Giorno per giorno – 19 Luglio 2017

Carissimi,
“Ti benedico, o Padre, Signore del cielo e della terra, perché hai tenuto nascoste queste cose ai sapienti e agli intelligenti e le hai rivelate ai piccoli. Sì, o Padre, perché così è piaciuto a te” (Mt 11, 25-26). Stasera ci chiedevamo dove mai ci mettiamo noi, in relazione alle cose di cui Gesù è portatore. Se ci lasciamo dominare dal dubbio, se le respingiamo con sufficienza, se, peggio ancora, le manipoliamo con furbizia, o se invece ce ne lasciamo conquistare e ci mettiamo in cammino con gli ultimi, i piccoli della terra, per fare del segreto del Regno, l’esperienza della tenera dedizione dell’Abba e perciò anche, necessariamente, della cura solidale dei fratelli, la verità della nostra vita e l’economia della storia. Decideremo di essere anche noi motivo dell’esultanza di Gesù, o preferiremo essere causa della sua tristezza?

Oggi è memoria di Arsenio il Grande, monaco e eremita, e di Macrina la Giovane, monaca “domestica” e contemplativa. In America Latina noi ricordiamo anche la figura di Tupac Amaru, martire della resistenza indigena in Perù.

> ELENCO
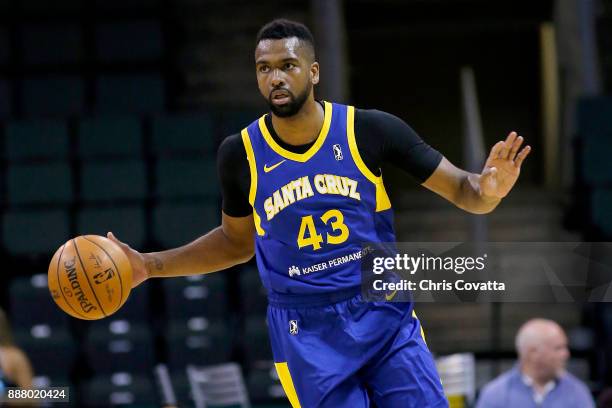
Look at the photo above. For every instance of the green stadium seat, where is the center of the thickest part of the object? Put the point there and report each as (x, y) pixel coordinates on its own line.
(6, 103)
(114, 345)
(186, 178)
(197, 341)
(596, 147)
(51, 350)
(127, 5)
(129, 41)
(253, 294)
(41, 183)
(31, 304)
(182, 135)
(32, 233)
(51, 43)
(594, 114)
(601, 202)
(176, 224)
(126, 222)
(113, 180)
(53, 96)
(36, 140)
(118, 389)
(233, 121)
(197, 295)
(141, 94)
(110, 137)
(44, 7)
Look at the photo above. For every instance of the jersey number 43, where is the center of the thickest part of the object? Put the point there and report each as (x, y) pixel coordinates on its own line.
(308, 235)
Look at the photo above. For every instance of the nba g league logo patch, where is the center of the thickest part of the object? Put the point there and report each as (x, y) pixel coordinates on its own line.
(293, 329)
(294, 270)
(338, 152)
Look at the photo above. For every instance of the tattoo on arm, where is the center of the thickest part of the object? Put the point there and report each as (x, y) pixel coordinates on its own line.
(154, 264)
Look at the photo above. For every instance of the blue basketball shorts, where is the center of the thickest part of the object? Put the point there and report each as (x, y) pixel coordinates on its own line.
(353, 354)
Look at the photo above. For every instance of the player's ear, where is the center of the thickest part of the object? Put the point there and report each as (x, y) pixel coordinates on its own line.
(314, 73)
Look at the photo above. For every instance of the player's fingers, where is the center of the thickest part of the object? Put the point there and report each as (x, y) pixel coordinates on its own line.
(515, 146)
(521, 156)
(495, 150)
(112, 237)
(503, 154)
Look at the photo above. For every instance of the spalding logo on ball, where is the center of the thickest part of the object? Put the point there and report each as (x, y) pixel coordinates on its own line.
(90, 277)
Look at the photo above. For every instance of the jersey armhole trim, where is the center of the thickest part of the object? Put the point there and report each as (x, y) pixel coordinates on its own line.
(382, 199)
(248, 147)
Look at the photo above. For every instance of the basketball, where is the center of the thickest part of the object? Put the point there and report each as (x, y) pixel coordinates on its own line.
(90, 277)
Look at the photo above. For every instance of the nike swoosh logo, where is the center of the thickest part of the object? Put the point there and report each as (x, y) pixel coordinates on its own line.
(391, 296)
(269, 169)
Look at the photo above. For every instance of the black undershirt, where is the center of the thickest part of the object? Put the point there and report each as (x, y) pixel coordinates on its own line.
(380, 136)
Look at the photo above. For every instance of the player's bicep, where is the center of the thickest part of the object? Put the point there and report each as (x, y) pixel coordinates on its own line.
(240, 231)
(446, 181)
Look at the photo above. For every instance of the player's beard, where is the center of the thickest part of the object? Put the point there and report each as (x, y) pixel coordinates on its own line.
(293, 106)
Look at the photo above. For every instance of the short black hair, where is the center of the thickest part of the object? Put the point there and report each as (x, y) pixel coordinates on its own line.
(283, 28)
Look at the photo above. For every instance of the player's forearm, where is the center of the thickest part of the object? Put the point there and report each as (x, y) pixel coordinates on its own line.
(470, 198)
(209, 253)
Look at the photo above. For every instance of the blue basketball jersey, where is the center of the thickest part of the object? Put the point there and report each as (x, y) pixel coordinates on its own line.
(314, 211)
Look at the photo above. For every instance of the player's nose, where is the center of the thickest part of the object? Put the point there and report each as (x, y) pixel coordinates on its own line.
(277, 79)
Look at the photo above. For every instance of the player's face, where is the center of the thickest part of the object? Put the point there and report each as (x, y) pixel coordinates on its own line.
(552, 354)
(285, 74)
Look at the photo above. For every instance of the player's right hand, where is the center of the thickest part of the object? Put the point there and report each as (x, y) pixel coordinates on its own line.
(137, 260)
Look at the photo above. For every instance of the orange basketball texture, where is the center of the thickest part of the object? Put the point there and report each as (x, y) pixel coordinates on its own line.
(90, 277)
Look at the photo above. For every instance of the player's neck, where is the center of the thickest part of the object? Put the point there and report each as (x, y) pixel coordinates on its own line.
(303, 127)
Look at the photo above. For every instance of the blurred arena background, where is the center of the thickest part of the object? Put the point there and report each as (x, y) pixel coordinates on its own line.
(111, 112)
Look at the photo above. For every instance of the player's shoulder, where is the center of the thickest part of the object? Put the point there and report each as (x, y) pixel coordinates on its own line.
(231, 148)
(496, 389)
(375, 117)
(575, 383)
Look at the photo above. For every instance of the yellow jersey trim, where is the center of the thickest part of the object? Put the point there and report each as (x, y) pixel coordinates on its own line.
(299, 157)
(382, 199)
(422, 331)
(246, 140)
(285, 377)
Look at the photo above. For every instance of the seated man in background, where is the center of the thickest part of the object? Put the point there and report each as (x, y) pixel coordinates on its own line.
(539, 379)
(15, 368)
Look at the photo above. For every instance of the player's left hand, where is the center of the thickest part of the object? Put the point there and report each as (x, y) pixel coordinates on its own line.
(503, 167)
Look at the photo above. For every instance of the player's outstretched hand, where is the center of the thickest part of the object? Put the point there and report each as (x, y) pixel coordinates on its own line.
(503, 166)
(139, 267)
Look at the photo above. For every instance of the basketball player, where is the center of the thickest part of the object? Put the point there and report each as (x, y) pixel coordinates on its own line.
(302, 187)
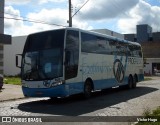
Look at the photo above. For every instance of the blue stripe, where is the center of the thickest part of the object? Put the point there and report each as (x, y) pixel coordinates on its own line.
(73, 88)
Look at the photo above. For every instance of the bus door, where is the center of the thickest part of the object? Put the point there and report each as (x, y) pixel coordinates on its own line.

> ISTRUZIONI
- A) Trasforma in un elenco puntato il paragrafo della riflessione del 19 luglio 2017 che comincia con "Oggi è memoria di Arsenio il Grande", conservandone le informazioni principali.
- B) Da quale passo evangelico proviene la citazione che apre la riflessione del 19 luglio 2017?
- C) Prosegui la riflessione del 19 luglio 2017 dopo la sua ultima frase, con un breve paragrafo dello stesso tono.
Le voci non hanno alcun ruolo in questo lavoro.

> RISPOSTE IN ORDINE
- A)
- Arsenio il Grande, monaco ed eremita
- Macrina la Giovane, monaca "domestica" e contemplativa
- Tupac Amaru, ricordato in America Latina come martire della resistenza indigena in Perù

- B) Dal passo Mt 11, 25-26.

- C)
Arsenio nacque a Roma intorno al 354 da una nobile famiglia. Nel 383 l’imperatore Teodosio lo chiamò alla corte di Costantinopoli per affidargli l’educazione dei figli Arcadio e Onorio. Dopo aver svolto tale funzione per undici anni, Arsenio entrò in una profonda crisi spirituale e ottenne dall’imperatore di potersi ritirare nel deserto egiziano. Recatosi ad Alessandria d’Egitto, si unì alla comunità degli anacoreti di Scete, in pieno deserto. Qui trascorse quasi quarant’anni, vivendo in solitudine, dedicandosi alla preghiera, alla meditazione e al lavoro manuale. Quando nel 434 Scete fu invasa da una tribù libica, Arsenio si spostò a Troe, presso Menfi, dove visse fino al 450 circa. Raccontano di lui, che dopo molti anni di servizio al Signore, gli altri monaci lo udirono un giorno gridare a Dio: “O Dio, non mi abbandonare; non ho fatto niente di buono ai tuoi occhi, ma nella tua bontà concedimi di cominciare”. Al suo ultimo giorno di vita, poi, a quanti, vedendolo piangere, gli chiedevano se avesse paura, rispose: “Il timore che provo ora mi ha sempre accompagnato da quando mi sono fatto monaco”. Detto questo, morì. Deve aver scoperto solo allora che non era il caso di tanto timore. Ma, al buon Dio, gli sarà piaciuto anche così, come tutti gli piacciamo, comunque noi siamo.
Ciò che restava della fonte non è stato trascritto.